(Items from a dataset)
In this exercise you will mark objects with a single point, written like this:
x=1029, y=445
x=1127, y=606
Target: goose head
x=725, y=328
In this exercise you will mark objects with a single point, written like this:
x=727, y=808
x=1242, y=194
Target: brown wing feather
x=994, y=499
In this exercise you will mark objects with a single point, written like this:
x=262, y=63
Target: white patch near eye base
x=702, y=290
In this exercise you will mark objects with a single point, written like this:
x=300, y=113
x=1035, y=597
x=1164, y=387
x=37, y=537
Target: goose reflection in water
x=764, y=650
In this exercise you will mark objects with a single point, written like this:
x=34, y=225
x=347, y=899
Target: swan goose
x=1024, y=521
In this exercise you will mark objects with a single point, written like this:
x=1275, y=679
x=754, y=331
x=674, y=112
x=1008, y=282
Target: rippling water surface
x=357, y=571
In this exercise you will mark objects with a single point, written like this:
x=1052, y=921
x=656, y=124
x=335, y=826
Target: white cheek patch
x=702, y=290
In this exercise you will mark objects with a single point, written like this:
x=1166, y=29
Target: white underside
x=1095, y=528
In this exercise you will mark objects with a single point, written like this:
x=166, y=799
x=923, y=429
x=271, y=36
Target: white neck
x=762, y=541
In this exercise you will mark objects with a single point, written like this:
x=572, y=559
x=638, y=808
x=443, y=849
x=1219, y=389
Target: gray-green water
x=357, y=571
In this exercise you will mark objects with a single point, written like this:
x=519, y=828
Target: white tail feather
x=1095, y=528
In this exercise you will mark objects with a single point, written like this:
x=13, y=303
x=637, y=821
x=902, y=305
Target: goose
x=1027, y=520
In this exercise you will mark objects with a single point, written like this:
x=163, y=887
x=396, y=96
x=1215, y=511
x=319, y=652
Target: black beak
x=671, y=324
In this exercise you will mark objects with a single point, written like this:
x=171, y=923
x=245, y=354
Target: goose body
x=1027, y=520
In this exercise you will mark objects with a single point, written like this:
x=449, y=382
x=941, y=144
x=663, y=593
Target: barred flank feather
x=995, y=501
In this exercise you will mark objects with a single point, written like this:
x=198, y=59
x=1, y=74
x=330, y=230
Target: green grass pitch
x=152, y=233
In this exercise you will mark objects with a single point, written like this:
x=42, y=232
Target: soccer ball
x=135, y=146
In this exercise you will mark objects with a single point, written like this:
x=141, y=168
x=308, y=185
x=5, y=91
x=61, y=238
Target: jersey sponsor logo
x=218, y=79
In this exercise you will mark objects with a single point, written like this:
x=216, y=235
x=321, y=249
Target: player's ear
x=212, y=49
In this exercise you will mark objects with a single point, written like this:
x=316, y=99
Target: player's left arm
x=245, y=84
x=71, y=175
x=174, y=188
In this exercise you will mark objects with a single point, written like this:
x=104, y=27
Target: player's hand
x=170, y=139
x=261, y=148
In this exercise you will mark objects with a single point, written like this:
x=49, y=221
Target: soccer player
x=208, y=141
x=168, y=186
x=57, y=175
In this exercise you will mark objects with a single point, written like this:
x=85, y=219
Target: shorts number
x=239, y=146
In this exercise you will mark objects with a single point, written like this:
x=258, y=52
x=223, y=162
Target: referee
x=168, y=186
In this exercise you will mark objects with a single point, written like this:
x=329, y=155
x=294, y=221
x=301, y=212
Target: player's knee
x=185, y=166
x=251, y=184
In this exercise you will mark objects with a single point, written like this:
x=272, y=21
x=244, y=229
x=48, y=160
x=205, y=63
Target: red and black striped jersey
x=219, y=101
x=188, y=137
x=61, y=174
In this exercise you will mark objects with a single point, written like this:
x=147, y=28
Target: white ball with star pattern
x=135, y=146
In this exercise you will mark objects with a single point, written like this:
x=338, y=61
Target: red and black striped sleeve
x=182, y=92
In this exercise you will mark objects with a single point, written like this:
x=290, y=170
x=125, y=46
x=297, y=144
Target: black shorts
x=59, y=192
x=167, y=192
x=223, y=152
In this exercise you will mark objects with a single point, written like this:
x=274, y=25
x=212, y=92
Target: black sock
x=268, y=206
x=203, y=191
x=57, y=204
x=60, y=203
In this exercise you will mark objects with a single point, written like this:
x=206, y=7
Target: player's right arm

Work required => Look above for the line with "Target: white neck"; retype exactly that line, every line after it up to the line with "x=519, y=828", and that line too, nothing else.

Expected answer =>
Target: white neck
x=762, y=541
In this exercise you will mark objects with a single point, written like this:
x=572, y=559
x=638, y=808
x=443, y=849
x=1219, y=389
Target: gray-green water
x=357, y=571
In this exercise you will mark objects with a single point, written like this:
x=519, y=828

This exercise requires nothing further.